* Data supplied
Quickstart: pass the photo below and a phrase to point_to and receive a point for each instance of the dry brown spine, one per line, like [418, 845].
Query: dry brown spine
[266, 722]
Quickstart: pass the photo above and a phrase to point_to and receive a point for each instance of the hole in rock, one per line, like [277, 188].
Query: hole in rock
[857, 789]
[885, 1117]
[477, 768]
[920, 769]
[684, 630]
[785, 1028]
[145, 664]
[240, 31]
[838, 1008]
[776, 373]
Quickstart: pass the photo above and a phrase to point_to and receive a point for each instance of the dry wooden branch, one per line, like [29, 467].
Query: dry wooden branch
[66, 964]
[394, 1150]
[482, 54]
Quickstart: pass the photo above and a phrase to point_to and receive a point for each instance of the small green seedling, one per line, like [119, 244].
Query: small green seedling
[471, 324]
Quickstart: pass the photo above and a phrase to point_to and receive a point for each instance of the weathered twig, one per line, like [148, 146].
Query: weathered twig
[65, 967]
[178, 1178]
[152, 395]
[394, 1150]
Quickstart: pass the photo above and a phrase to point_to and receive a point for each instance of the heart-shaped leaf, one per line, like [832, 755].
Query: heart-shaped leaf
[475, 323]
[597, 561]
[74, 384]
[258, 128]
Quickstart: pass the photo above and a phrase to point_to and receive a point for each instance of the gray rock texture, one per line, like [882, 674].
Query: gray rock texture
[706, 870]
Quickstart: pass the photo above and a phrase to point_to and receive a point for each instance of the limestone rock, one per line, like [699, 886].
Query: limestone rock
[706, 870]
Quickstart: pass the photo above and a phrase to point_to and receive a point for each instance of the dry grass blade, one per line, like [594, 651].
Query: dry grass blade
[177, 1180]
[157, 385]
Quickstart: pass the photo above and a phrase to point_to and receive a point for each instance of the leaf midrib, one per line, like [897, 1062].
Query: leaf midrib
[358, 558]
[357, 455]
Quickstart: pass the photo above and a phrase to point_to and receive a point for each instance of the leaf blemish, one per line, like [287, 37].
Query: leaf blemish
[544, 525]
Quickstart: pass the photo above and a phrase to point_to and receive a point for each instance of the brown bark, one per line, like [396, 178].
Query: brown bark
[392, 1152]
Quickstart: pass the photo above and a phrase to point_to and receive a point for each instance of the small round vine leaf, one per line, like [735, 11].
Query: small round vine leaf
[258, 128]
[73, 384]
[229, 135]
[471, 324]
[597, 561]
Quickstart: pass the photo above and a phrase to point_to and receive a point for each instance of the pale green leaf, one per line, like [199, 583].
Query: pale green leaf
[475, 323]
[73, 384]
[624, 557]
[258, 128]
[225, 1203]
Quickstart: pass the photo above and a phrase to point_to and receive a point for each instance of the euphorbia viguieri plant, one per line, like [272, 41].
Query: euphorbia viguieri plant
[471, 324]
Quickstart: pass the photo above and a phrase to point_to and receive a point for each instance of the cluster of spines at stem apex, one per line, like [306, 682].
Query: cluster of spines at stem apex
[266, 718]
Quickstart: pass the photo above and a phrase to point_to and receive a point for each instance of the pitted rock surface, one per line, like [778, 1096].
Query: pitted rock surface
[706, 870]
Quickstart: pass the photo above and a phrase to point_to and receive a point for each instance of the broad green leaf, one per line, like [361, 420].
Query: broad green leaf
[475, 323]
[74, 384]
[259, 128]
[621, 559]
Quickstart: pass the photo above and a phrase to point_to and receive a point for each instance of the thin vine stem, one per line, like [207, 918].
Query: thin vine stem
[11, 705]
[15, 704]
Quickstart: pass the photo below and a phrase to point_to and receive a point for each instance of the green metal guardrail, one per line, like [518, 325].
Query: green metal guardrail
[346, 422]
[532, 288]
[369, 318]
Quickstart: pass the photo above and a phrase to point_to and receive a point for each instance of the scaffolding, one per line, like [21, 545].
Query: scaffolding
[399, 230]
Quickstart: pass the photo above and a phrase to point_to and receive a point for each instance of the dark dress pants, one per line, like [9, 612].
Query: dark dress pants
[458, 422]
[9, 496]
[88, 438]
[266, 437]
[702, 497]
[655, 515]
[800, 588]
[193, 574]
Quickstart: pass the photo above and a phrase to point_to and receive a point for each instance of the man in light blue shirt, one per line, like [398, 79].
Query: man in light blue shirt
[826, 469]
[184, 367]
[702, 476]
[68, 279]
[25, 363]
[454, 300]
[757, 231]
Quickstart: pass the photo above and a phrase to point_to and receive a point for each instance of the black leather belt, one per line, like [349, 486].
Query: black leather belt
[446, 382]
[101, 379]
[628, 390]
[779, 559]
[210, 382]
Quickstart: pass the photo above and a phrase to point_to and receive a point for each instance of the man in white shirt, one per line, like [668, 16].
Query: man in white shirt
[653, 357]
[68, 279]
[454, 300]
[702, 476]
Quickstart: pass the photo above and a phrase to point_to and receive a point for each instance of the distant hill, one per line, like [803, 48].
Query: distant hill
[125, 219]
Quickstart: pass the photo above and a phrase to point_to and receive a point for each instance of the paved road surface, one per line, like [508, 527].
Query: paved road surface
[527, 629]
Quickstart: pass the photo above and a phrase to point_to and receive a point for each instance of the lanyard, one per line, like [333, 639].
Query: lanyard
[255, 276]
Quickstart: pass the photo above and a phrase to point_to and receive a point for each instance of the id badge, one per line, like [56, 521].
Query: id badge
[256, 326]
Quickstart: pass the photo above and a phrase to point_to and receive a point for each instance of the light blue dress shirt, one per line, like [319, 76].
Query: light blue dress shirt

* * *

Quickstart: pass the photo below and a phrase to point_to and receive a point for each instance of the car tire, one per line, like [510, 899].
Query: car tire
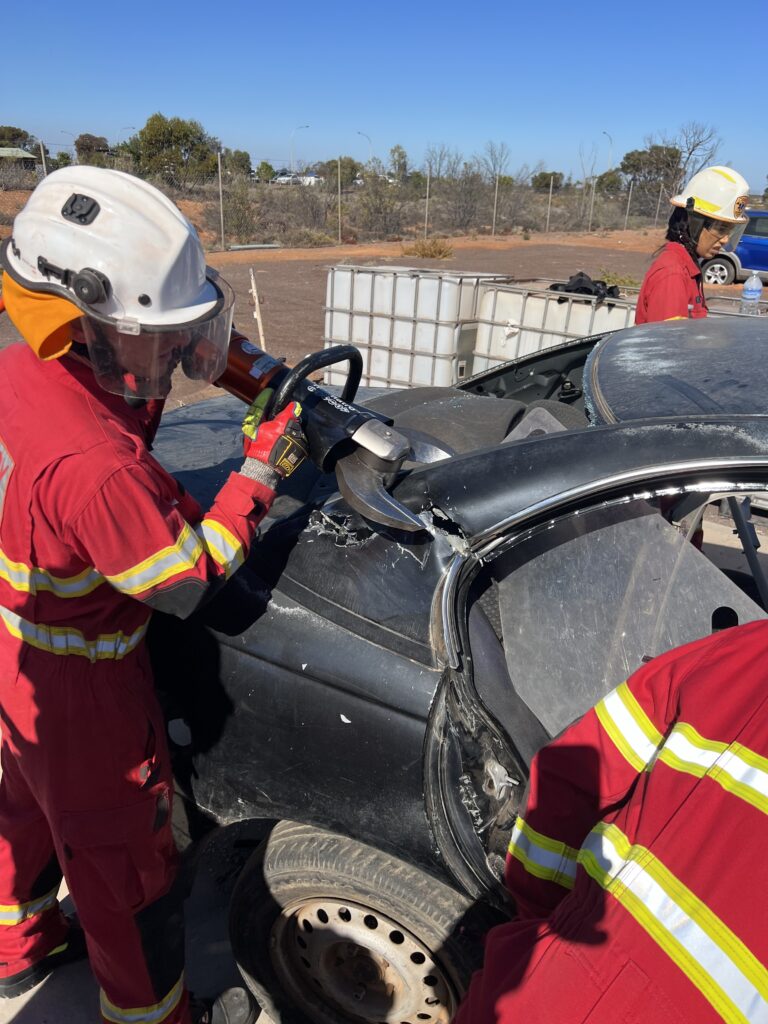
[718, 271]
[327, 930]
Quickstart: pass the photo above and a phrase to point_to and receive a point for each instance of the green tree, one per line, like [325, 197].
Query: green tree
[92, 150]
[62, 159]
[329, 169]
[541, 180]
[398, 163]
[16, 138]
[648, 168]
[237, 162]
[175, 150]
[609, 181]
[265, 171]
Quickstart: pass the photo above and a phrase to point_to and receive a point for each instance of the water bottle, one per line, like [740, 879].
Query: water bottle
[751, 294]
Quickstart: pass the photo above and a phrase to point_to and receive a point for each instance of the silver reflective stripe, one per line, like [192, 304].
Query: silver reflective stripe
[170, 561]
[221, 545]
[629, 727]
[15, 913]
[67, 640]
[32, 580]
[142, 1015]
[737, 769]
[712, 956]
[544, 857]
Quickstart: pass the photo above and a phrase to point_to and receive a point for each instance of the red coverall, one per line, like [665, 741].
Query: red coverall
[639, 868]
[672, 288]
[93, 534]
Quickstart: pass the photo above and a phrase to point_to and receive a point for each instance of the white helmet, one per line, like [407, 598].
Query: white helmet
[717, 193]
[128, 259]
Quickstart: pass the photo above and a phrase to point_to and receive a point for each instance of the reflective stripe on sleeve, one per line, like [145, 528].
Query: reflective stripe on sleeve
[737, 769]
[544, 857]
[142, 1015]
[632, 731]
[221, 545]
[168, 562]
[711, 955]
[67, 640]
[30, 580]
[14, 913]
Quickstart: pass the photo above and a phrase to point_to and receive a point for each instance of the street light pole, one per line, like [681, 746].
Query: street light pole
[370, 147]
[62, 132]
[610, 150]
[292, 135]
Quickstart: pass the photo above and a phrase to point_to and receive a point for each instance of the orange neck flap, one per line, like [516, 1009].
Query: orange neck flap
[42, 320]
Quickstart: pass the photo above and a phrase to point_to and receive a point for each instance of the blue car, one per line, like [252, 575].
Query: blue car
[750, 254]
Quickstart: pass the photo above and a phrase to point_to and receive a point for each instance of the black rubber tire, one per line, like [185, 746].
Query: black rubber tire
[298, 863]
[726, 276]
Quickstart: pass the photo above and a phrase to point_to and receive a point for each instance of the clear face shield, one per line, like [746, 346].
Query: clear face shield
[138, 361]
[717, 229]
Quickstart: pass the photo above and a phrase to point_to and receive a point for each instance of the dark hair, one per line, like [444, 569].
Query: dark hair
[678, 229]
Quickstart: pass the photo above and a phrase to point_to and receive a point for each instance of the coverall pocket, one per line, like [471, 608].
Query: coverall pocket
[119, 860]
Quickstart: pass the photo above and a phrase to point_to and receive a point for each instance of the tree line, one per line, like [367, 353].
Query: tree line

* Problem statement
Rewrite the records starting at the line that contains "like [832, 755]." and ending at the line that contains "[392, 1152]", putting "granite rock" wherever "limestone rock" appears and leaving everything else unchanged.

* Exercise answer
Quickstart: pass the photo above and a phrase to point_to and receive a point for each instance of the heart-shaped leaf, one per line, like [832, 755].
Query: heart-shaped leaf
[475, 323]
[597, 561]
[74, 384]
[258, 128]
Quickstart: pass the photo above and a phrase to point_to and receive a point for each instance of the gray rock texture, one per line, like [882, 674].
Query: gray rock texture
[706, 870]
Quickstart: pass the photo above and a phrase to point_to and receive a point for each instance of the granite rock, one per line, like [699, 886].
Query: granite rock
[706, 870]
Quickstart: pass the photo above and a phrase to point_to and receive a point for each instance of the dry grass blade, one per line, like [594, 651].
Query: dry grass blade
[177, 1180]
[157, 385]
Quickstart: pass the photo above and a phrase to point_to and receive a point for each instance of the leaf midrib, one per line, like [897, 1062].
Query: leaf midrib
[358, 558]
[357, 455]
Quickstart: pass the photo above and a phrase to point_to and receive a point for each instance of the leaf blemish, one per line, like [287, 37].
Query: leaf blemish
[544, 525]
Quickstart: pass the photo above and a phrase to point_to and receive a point for each instance of the brown bark, one per line, like [396, 178].
Query: brown bark
[392, 1152]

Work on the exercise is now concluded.